• [Passage]:
Let us define the restricted centered fractional maximal operator and the restricted uncentered fractional maximal operator, respectively,

$$M_{a,\delta }^{c}f(t)=\underset{\delta >r>0}{\sup }\frac{1}{{\left|B\left(t,r\right)\right|}^{1-\frac{a}{n}}}\underset{B\left(t,r\right)\cap \Omega }{\overset{}{{\displaystyle \int }}}\left|f\left(\tau \right)\right|d\tau ,$$

(5)

and

$$M_{a,\delta }f\left(t\right)=\underset{\delta >r>0,\left|x-t\right|<r}{\sup }\frac{1}{{\left|B\right|}^{1-\frac{a}{n}}}\underset{B\left(x,r\right)\cap \Omega }{\overset{}{{\displaystyle \int }}}\left|f\left(\tau \right)\right|d\tau ,$$

(6)

for $t\in {ℝ}^m$, $0<a<n$ and $\delta \in {ℝ}_{+}$ (for details, see [28,29,41]). It is clear that using (5) and (6), we can write the following inequalities

$$M_{a,\delta }^{c}f\left(t\right)\le M_{a,\theta }^{c}f\left(t\right)\le M_a^{c}f\left(t\right)$$

and

$$M_{a,\delta }f\left(t\right)\le M_{a,\theta }f\left(t\right)\le M_{a}f\left(t\right),$$

for $\delta \le \theta$, $\forall t\in {ℝ}^m$. As a result, again if we use (5)–(6) and $\delta \le \theta$, then we can write the following inequalities and

$$\begin{gathered} \Vert M_{a,\delta }f{\left(t\right)\Vert }_{L^{p(.)}\left({ℝ}^m\right)\to L^{p(.)}\left({ℝ}^m\right)}\le \Vert M_{a,\theta }f{\left(t\right)\Vert }_{L^{p(.)}\left({ℝ}^m\right)\to L^{p(.)}\left({ℝ}^m\right)} \\ \le \Vert M_{a}f{\left(t\right)\Vert }_{L^{p(.)}\left({ℝ}^m\right)\to L^{p(.)}\left({ℝ}^m\right)} \end{gathered}$$

for $1<p(.)\le \infty$, $t\in {ℝ}^m$ and some real positive numbers $\delta ,\theta$. We have seen here that the norm of the restricted operator is less than the norm of the unrestricted operator. The normed inequalities obtained above will help us prove our results.

• [Information provided]:
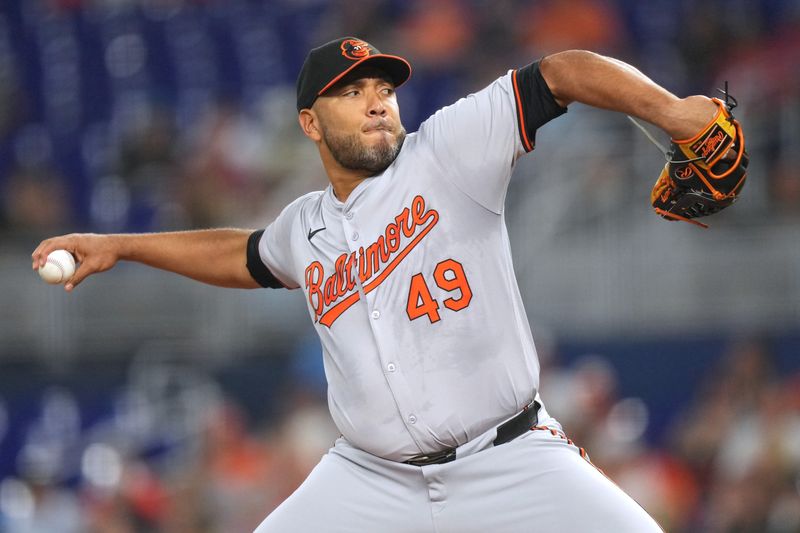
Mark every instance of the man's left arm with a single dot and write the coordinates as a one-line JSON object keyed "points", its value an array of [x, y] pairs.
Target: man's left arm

• [Short exercise 1]:
In the passage on fractional maximal operators, how does the norm of the restricted operator compare with the norm of the unrestricted operator?
• [Short exercise 2]:
Please return the part of the passage on fractional maximal operators between "for $\delta \le" and "prove our results.", inclusive.

• [Exercise result 1]:
The norm of the restricted operator is less than the norm of the unrestricted operator.

• [Exercise result 2]:
for $\delta \le \theta$, $\forall t\in {ℝ}^m$. As a result, again if we use (5)–(6) and $\delta \le \theta$, then we can write the following inequalities and

$$\begin{gathered} \Vert M_{a,\delta }f{\left(t\right)\Vert }_{L^{p(.)}\left({ℝ}^m\right)\to L^{p(.)}\left({ℝ}^m\right)}\le \Vert M_{a,\theta }f{\left(t\right)\Vert }_{L^{p(.)}\left({ℝ}^m\right)\to L^{p(.)}\left({ℝ}^m\right)} \\ \le \Vert M_{a}f{\left(t\right)\Vert }_{L^{p(.)}\left({ℝ}^m\right)\to L^{p(.)}\left({ℝ}^m\right)} \end{gathered}$$

for $1<p(.)\le \infty$, $t\in {ℝ}^m$ and some real positive numbers $\delta ,\theta$. We have seen here that the norm of the restricted operator is less than the norm of the unrestricted operator. The normed inequalities obtained above will help us prove our results.